### Exercise aim:
Return each line from the items below that contains the word "branch". Copy every such line in full and without changes.
⁂
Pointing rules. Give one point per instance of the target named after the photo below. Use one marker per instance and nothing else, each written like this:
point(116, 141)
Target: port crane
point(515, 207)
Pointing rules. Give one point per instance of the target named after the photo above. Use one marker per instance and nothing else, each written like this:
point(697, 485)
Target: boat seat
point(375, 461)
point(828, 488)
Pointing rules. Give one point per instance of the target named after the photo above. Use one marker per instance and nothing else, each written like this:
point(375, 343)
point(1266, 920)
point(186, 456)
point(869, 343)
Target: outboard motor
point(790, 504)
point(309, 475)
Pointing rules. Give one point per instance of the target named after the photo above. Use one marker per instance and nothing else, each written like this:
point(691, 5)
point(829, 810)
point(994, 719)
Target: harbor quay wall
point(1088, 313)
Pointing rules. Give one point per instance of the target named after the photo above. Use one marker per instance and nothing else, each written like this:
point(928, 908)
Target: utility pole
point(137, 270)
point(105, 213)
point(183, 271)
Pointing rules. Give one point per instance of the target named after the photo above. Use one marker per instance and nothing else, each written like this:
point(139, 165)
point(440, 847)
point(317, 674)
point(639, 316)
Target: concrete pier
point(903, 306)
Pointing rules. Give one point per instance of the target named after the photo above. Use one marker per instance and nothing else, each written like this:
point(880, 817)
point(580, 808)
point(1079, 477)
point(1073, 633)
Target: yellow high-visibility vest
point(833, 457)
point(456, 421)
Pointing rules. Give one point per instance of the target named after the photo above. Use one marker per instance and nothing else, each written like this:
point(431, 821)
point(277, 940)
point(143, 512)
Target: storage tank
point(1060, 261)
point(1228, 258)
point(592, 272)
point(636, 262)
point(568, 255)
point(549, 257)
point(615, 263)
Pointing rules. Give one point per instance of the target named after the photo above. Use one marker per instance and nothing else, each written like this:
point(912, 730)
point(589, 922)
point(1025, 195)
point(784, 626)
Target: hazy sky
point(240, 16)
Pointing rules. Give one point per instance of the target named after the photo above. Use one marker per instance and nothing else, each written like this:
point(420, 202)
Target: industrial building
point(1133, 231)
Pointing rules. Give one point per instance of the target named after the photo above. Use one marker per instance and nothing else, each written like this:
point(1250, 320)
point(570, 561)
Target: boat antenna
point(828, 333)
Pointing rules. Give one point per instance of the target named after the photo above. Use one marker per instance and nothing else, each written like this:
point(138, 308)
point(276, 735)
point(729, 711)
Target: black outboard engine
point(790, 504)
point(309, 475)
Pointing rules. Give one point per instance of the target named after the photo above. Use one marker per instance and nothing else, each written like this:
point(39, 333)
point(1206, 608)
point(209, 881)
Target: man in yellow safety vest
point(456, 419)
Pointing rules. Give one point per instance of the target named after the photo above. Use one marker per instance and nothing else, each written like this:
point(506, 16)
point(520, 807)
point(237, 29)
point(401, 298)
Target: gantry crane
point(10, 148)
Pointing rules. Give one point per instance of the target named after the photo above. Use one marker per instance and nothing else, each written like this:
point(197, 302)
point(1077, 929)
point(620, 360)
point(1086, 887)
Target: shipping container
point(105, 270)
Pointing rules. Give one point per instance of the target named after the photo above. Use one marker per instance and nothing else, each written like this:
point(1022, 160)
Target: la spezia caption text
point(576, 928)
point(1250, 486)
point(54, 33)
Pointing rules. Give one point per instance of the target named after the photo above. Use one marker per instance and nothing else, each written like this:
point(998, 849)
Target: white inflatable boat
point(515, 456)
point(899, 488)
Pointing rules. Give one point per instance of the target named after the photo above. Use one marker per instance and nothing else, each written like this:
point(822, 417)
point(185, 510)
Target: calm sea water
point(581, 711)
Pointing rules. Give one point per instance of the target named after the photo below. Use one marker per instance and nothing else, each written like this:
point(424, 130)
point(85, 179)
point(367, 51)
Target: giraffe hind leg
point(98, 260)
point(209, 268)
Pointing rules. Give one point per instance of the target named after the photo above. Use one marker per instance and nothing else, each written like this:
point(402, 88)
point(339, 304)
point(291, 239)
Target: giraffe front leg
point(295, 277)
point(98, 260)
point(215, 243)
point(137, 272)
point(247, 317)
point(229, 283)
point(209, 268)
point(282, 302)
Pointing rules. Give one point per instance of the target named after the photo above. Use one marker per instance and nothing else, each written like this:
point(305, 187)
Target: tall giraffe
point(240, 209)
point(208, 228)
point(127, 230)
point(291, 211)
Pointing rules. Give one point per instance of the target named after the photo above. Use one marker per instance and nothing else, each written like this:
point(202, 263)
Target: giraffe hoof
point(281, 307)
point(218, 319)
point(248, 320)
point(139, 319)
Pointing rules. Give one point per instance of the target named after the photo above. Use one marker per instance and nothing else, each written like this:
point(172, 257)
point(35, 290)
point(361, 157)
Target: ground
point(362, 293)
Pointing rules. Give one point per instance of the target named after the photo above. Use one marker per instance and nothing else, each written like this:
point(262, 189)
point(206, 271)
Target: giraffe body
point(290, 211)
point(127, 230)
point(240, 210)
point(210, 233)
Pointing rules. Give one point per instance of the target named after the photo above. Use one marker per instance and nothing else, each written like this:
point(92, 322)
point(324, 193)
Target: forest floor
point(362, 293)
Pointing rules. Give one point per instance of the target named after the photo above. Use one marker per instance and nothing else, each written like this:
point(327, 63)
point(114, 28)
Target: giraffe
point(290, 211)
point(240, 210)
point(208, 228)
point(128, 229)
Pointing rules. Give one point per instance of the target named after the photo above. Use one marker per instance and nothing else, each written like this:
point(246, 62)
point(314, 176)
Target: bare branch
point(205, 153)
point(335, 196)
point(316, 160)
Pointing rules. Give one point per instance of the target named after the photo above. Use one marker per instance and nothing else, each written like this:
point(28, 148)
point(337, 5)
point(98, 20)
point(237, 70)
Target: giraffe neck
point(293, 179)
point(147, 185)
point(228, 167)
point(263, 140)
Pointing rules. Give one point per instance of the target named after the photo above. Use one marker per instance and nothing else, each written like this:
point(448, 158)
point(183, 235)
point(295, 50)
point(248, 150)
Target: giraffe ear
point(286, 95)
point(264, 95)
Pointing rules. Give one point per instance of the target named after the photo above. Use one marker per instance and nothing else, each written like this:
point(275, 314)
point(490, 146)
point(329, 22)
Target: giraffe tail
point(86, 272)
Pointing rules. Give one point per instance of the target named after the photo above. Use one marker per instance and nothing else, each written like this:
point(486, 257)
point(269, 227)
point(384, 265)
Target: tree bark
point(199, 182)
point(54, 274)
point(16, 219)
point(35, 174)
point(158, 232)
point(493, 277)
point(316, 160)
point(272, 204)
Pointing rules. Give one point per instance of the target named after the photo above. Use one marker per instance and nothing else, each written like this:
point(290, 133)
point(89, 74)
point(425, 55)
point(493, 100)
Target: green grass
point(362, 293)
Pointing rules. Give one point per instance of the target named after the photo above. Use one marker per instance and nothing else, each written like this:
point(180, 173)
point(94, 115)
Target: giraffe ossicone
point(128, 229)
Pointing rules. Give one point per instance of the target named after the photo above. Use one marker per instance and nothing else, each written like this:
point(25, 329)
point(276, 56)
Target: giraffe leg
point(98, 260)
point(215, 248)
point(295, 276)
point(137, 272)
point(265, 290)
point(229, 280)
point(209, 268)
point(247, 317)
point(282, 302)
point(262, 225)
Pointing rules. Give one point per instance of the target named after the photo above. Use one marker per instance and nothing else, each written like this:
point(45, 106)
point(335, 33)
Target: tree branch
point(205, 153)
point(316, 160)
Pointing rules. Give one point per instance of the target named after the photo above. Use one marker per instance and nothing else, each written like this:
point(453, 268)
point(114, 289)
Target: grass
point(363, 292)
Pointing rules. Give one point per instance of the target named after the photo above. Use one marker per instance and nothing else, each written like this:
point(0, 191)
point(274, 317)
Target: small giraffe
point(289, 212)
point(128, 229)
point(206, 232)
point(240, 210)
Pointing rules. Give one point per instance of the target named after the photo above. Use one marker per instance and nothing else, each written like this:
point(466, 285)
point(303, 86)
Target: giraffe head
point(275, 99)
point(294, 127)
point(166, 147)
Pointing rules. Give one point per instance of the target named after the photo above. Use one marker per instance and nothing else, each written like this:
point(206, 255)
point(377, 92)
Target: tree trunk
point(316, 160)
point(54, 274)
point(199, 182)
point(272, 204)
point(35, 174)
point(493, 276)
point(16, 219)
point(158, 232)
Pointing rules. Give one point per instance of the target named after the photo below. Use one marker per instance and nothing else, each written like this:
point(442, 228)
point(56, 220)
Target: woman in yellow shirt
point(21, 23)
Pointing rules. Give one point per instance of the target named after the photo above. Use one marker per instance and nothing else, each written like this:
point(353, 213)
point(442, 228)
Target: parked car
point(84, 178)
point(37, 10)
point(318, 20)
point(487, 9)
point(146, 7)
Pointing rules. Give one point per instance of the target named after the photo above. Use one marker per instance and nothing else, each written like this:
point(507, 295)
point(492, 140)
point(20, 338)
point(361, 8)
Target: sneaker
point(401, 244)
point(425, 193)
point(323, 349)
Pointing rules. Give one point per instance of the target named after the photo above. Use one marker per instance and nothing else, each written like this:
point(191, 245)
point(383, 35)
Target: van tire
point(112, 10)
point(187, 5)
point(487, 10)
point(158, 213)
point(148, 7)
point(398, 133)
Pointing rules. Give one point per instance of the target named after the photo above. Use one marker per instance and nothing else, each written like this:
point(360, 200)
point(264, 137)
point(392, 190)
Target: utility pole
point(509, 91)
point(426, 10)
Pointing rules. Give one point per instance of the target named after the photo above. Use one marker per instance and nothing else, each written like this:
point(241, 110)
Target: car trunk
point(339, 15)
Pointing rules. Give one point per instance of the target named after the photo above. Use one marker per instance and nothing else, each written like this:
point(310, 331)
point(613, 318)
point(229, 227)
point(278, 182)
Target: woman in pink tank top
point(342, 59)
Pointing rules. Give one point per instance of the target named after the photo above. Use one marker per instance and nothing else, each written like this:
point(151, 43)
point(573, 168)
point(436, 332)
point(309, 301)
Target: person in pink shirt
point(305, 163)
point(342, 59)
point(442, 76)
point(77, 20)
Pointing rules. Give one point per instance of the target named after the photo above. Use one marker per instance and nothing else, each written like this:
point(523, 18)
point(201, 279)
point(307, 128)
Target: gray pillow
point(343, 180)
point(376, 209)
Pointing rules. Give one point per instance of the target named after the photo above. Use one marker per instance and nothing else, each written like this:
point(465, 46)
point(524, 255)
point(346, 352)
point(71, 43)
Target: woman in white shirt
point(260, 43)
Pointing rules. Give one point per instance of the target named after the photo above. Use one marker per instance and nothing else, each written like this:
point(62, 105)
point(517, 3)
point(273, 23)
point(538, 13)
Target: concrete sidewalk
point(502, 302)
⁂
### Solution for this problem:
Target: bare branch
Target: tree branch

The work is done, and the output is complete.